** start of Task data **

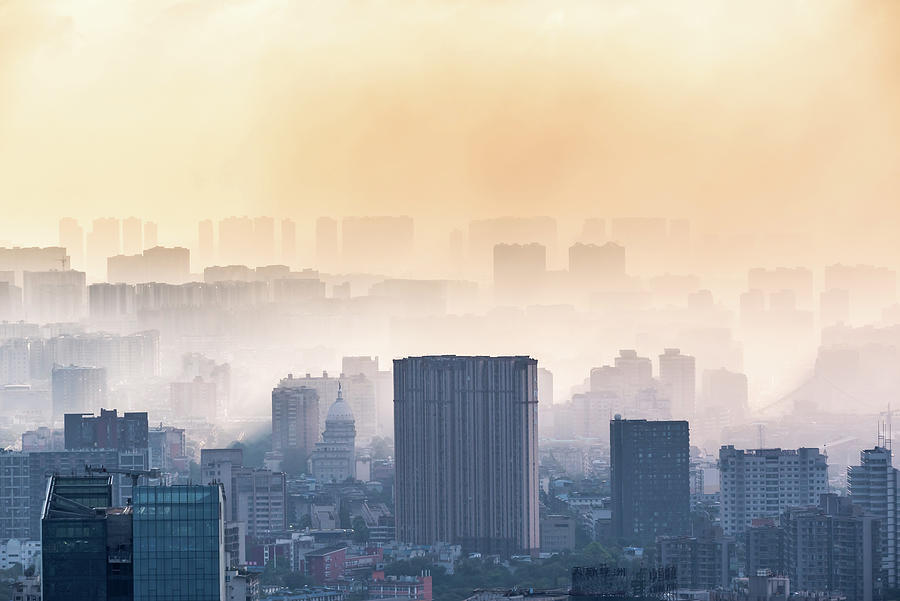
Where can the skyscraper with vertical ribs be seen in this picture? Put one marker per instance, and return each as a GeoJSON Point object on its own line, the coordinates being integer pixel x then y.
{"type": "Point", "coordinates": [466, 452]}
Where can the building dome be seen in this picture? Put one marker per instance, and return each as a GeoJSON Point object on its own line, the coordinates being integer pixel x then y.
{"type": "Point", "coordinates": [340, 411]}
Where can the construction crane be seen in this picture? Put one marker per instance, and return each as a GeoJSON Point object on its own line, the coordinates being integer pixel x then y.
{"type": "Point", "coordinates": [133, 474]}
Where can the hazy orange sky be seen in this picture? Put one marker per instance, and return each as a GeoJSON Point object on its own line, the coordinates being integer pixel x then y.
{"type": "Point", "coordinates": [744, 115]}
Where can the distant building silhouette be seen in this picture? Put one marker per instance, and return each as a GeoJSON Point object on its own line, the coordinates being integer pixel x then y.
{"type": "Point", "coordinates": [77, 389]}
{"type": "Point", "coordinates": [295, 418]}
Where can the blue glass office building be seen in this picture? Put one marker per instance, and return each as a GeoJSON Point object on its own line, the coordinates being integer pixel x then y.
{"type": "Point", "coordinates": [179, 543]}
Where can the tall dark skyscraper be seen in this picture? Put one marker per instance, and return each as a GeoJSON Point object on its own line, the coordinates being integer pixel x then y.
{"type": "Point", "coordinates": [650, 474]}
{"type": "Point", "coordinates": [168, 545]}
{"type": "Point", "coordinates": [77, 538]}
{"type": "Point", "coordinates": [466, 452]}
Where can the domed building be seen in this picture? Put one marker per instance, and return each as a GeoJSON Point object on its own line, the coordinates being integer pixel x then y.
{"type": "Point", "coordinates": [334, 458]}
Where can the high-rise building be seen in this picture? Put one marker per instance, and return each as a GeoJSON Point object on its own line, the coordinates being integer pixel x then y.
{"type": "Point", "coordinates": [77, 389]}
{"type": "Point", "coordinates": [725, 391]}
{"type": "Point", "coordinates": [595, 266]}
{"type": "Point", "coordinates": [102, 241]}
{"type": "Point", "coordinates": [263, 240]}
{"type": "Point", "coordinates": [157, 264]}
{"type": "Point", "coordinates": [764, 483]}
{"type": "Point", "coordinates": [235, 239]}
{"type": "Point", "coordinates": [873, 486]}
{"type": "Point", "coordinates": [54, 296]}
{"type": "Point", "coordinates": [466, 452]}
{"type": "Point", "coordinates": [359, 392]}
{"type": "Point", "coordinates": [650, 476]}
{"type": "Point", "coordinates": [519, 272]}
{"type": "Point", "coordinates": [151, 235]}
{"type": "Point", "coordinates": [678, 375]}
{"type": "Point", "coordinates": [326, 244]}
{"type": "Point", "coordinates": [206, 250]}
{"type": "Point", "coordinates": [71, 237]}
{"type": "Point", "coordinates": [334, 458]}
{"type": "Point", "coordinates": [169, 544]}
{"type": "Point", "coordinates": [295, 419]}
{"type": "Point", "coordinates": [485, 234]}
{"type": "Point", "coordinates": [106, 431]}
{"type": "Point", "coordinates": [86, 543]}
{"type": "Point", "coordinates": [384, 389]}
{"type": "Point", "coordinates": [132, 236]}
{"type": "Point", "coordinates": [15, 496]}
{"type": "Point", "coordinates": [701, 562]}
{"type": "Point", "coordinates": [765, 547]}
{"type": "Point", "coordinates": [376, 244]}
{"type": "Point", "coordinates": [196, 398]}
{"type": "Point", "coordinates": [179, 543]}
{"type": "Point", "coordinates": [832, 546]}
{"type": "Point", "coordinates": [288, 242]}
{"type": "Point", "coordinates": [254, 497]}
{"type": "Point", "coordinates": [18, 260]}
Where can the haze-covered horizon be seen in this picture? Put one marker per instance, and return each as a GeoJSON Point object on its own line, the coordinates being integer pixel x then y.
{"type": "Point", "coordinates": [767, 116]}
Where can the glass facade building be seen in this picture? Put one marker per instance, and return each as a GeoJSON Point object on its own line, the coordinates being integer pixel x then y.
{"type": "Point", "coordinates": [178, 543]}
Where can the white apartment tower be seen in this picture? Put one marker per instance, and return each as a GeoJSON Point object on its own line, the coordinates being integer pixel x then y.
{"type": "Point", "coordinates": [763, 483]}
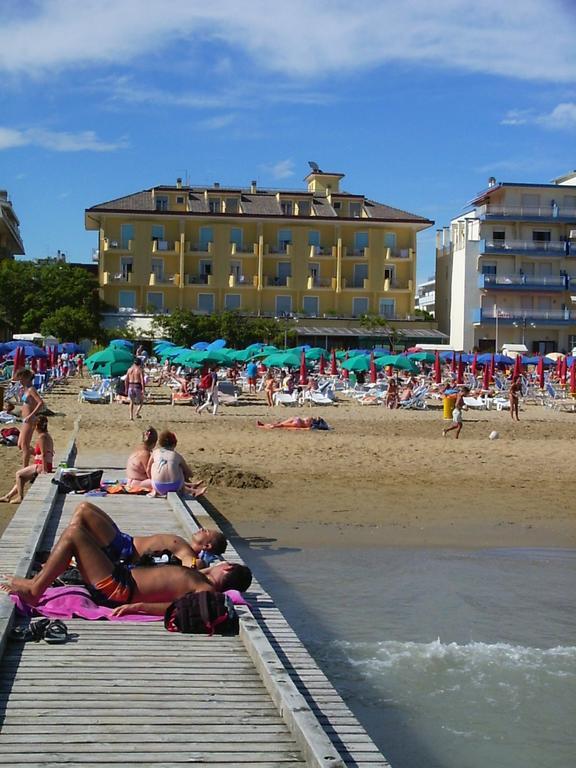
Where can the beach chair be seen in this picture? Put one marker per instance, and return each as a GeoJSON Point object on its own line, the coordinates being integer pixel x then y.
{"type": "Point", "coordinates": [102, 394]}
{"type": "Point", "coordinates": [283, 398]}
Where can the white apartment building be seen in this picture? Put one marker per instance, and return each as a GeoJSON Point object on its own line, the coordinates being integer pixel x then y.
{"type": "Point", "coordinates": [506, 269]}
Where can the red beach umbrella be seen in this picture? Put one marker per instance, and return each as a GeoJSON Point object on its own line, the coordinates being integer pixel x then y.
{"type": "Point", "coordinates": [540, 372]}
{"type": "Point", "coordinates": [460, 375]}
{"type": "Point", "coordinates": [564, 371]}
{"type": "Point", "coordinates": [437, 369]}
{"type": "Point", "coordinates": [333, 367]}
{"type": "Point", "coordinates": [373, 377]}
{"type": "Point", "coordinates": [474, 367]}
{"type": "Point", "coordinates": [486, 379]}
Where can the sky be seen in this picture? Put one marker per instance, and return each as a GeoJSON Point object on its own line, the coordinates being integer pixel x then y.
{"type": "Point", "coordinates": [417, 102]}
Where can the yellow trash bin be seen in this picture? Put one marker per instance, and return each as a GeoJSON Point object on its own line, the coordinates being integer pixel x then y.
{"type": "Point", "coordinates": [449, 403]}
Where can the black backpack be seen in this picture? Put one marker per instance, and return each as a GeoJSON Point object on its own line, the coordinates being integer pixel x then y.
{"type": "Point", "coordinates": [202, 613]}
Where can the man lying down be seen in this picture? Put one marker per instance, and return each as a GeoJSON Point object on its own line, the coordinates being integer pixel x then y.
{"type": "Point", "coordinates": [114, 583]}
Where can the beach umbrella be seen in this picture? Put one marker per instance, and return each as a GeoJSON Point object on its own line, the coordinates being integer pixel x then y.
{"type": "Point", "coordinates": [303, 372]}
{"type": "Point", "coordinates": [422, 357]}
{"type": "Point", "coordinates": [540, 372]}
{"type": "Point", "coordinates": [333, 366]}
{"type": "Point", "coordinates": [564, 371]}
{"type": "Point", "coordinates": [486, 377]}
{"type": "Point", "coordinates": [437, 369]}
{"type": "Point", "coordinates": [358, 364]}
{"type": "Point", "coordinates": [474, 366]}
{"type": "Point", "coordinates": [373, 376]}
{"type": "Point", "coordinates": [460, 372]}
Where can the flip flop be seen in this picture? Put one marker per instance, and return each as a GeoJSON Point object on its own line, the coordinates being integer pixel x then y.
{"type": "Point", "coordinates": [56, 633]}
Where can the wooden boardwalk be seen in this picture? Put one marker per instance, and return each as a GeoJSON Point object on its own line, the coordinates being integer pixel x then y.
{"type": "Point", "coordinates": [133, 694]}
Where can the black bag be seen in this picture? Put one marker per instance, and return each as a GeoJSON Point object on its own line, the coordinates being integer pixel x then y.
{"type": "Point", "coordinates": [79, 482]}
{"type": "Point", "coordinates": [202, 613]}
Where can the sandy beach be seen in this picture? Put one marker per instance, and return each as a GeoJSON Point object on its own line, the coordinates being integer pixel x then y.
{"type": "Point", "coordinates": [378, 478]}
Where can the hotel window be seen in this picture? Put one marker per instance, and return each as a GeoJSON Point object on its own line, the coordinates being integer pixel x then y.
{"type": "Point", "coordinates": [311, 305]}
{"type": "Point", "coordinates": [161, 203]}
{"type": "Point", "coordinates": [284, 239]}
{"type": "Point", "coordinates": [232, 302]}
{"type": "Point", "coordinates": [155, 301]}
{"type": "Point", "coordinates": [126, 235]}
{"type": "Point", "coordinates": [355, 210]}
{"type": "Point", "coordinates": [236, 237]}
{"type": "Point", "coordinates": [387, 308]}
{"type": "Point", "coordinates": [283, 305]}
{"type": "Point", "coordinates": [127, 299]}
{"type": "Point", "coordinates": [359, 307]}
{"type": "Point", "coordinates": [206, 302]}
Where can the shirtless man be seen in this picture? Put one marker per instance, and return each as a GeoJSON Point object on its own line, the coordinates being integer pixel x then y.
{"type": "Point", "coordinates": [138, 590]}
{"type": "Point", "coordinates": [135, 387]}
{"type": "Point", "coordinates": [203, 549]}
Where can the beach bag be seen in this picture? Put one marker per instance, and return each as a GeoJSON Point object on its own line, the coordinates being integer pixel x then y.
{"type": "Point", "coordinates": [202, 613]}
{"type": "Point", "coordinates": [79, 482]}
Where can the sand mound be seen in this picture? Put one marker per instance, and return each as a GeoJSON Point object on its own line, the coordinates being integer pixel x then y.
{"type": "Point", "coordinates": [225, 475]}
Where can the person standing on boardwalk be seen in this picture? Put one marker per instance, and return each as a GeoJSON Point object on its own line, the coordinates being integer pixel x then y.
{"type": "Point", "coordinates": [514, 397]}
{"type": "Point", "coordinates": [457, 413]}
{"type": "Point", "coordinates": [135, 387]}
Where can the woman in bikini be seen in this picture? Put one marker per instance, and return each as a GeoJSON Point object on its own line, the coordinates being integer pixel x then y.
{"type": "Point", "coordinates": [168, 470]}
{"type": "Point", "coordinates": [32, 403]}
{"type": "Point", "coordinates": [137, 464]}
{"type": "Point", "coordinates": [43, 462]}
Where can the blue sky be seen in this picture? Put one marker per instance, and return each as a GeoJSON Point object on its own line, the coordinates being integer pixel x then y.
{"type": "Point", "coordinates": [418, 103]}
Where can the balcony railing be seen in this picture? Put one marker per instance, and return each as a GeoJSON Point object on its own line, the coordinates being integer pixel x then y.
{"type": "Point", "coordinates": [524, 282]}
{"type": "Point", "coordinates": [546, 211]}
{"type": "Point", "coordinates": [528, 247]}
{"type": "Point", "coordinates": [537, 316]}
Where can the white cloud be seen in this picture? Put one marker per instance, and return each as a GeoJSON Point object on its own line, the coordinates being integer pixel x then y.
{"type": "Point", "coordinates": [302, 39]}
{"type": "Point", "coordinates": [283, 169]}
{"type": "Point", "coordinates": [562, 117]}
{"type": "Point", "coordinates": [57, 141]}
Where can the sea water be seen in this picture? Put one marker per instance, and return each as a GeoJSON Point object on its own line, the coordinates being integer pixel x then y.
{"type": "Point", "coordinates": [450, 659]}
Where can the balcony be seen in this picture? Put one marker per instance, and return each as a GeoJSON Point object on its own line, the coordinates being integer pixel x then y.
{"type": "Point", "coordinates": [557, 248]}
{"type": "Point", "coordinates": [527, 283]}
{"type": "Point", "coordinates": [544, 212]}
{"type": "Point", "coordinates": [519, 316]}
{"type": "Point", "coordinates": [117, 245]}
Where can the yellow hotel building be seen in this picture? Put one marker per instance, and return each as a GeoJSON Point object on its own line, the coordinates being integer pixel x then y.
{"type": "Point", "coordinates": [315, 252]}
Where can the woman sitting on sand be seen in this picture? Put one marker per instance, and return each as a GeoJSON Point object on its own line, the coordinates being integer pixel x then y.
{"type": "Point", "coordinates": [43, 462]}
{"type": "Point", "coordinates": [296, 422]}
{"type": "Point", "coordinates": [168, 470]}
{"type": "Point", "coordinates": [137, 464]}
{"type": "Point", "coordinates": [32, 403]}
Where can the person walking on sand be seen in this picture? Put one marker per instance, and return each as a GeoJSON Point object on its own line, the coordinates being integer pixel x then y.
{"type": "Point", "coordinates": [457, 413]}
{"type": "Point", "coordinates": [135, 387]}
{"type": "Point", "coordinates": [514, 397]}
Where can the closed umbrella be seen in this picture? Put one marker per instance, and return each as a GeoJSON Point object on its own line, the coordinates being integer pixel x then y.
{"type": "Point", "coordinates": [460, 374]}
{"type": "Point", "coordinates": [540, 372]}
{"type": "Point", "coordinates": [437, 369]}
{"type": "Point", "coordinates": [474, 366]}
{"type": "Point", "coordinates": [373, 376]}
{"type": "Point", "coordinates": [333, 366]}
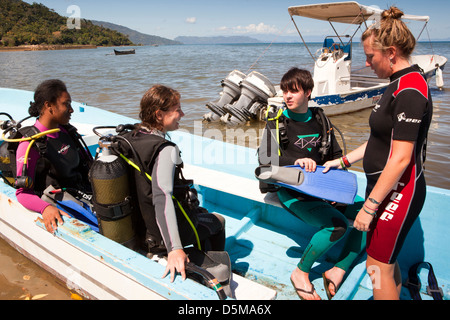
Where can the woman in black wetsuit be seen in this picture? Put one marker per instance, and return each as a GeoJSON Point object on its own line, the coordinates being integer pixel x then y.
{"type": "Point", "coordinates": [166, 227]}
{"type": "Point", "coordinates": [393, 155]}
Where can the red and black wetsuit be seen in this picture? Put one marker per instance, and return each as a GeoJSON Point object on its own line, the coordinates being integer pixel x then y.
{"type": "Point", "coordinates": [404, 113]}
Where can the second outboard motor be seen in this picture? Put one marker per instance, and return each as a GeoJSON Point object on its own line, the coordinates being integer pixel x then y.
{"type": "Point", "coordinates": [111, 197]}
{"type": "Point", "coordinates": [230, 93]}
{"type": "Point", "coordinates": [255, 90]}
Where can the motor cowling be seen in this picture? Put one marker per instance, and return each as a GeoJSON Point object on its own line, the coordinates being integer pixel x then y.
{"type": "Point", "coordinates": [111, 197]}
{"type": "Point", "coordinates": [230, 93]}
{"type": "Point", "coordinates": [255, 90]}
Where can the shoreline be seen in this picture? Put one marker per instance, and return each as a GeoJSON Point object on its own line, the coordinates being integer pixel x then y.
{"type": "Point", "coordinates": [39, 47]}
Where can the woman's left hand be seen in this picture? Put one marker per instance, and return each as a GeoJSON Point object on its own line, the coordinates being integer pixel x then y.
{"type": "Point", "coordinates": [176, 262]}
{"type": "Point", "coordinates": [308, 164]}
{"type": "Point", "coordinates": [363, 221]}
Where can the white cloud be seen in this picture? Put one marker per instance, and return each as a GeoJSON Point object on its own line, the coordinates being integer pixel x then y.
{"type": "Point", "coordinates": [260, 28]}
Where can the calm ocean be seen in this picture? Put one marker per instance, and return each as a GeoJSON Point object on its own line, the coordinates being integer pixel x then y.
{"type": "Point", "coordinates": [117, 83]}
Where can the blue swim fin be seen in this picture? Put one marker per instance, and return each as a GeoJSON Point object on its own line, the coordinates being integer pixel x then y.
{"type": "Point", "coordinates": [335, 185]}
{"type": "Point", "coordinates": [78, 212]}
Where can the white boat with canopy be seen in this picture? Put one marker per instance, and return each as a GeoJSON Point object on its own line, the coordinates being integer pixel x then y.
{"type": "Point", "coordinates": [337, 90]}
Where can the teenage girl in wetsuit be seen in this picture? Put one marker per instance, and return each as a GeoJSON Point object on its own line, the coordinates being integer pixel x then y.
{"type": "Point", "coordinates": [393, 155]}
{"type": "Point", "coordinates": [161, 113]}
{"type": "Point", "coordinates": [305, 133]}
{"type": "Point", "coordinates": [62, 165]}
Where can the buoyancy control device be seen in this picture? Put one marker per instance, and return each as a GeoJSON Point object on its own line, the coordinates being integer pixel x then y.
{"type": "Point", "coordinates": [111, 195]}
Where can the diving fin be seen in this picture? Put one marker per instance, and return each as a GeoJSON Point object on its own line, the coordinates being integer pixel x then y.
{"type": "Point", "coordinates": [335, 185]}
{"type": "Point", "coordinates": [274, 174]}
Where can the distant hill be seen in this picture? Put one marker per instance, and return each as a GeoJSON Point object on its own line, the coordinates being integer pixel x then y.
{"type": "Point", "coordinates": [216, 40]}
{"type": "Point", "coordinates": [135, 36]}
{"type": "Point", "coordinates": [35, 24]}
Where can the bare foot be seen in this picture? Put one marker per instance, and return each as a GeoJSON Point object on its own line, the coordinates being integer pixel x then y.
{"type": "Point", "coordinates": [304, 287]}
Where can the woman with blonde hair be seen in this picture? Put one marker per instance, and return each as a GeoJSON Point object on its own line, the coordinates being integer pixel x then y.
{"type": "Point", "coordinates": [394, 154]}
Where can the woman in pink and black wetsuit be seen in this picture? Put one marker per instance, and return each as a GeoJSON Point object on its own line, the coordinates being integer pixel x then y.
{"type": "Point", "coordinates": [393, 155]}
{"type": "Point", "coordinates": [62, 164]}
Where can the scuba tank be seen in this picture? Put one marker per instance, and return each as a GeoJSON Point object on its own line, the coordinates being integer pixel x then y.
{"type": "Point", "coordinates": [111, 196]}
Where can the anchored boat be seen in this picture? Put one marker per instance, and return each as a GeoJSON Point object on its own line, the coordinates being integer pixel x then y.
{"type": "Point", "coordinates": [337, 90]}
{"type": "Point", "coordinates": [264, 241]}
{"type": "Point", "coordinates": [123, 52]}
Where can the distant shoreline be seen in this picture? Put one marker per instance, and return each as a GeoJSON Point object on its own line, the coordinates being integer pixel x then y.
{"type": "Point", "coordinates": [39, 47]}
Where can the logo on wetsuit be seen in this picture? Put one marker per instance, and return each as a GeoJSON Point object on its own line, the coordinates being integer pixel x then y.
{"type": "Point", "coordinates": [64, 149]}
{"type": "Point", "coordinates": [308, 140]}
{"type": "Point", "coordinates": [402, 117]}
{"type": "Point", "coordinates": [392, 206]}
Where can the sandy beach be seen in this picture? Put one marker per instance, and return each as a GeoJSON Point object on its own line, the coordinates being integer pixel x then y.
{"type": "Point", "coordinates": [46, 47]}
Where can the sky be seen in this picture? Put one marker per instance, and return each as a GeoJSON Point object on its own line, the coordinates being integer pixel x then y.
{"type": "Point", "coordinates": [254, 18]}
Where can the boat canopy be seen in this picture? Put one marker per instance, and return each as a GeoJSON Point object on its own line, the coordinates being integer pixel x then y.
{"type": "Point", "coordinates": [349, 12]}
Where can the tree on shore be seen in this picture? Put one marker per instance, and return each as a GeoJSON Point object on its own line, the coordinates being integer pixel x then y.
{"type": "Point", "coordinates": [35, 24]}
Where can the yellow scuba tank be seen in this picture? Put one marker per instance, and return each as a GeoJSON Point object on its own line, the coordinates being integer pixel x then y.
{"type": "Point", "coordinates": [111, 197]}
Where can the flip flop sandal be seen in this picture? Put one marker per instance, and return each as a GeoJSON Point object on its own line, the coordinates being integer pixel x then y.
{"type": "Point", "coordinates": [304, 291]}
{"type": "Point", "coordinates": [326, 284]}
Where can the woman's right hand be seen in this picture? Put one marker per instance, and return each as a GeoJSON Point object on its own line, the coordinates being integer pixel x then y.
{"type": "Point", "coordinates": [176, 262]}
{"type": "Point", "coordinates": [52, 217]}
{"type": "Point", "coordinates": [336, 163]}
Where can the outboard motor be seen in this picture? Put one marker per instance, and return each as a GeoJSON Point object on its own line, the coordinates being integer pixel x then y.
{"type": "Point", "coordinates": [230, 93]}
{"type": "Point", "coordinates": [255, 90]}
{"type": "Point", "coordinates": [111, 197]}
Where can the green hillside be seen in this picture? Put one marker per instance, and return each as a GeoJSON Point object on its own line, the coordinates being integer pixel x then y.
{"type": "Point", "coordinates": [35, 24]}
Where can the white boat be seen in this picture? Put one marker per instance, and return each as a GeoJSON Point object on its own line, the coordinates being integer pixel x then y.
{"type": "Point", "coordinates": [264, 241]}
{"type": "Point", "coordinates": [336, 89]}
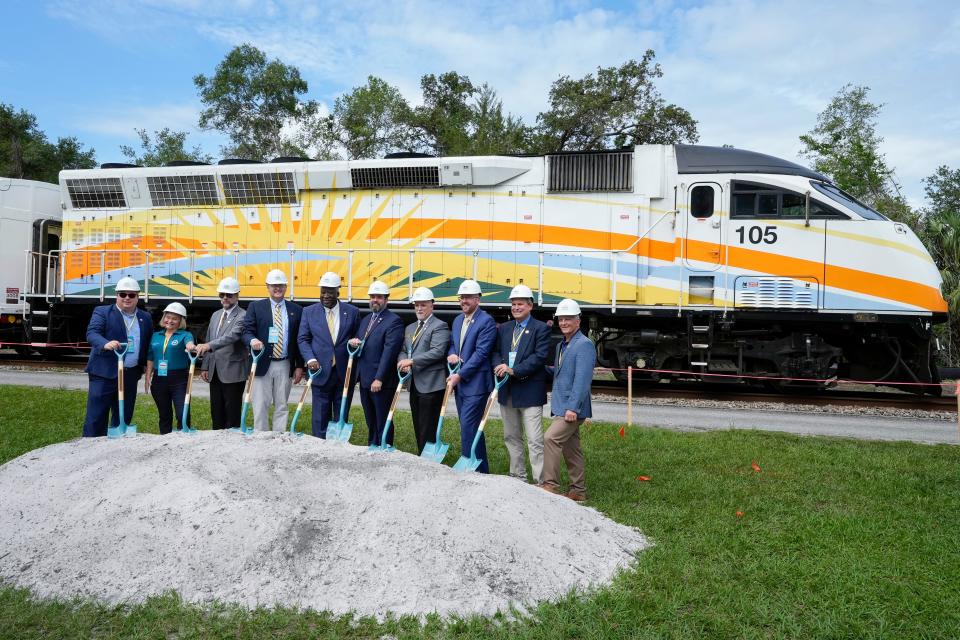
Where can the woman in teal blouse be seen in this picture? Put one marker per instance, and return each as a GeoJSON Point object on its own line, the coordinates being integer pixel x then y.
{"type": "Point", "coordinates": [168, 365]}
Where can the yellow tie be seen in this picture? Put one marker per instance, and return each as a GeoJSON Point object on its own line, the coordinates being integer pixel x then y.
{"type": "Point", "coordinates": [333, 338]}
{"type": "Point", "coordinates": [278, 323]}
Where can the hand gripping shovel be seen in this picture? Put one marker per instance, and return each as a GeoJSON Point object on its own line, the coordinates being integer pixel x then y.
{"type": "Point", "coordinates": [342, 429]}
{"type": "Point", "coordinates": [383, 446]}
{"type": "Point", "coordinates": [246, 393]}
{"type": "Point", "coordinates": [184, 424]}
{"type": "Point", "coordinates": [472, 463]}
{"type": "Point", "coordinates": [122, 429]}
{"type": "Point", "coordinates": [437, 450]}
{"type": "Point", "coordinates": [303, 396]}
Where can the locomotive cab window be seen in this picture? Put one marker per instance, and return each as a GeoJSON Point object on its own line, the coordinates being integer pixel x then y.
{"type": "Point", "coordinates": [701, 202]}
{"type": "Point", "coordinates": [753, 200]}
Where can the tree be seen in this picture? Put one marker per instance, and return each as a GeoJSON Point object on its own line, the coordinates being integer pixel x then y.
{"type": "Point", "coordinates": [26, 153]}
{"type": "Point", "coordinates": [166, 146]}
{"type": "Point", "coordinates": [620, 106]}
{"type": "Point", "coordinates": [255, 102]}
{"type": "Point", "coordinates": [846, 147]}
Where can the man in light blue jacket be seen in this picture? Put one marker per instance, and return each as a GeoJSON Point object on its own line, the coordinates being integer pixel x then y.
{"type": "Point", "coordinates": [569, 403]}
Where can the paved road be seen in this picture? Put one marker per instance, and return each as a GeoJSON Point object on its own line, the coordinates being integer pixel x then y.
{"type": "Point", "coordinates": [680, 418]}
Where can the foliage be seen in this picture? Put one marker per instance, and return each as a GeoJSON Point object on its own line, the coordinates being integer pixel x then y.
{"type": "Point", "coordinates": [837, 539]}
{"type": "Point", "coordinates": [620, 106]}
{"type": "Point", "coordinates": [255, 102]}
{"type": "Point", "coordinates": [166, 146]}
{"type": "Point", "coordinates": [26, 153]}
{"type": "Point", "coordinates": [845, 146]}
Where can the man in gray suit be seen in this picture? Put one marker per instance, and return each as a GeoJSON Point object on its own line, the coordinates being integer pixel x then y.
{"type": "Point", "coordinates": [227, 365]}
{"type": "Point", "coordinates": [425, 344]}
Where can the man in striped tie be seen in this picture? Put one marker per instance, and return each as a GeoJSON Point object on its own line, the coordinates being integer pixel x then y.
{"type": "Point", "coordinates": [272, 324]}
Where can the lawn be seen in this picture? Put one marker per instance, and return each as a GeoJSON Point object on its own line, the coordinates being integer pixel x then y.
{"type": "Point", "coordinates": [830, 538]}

** end of Task data **

### Exercise objective
All lines from the one containing "Where can the foliage" through the end of the records, both ends included, are to be quoted exactly; please add nothing else.

### Completed task
Where can the foliage be seen in this picture? Put one marker per instance, and return each as a GeoJSON Point object on its own line, the coordinates being integer pixel x then y.
{"type": "Point", "coordinates": [837, 539]}
{"type": "Point", "coordinates": [620, 106]}
{"type": "Point", "coordinates": [255, 102]}
{"type": "Point", "coordinates": [166, 146]}
{"type": "Point", "coordinates": [26, 153]}
{"type": "Point", "coordinates": [845, 146]}
Where can the man in gray suit be seen in this picture? Put one marker per instance, and return each as a GeoJSON Point object on its own line, the coordinates being integer pixel x then y.
{"type": "Point", "coordinates": [227, 365]}
{"type": "Point", "coordinates": [425, 344]}
Where can the man in striped tie be seen in this picture? Put one marker per instance, and return each as a GeoJSON Point object on its own line, the coordinates being integer pixel x then y.
{"type": "Point", "coordinates": [272, 324]}
Where can the lawn be seen in this picture? Put one marker per instance, and return each as a GeoJSON Point object on its own line, the coordinates being integer pixel x then y.
{"type": "Point", "coordinates": [830, 538]}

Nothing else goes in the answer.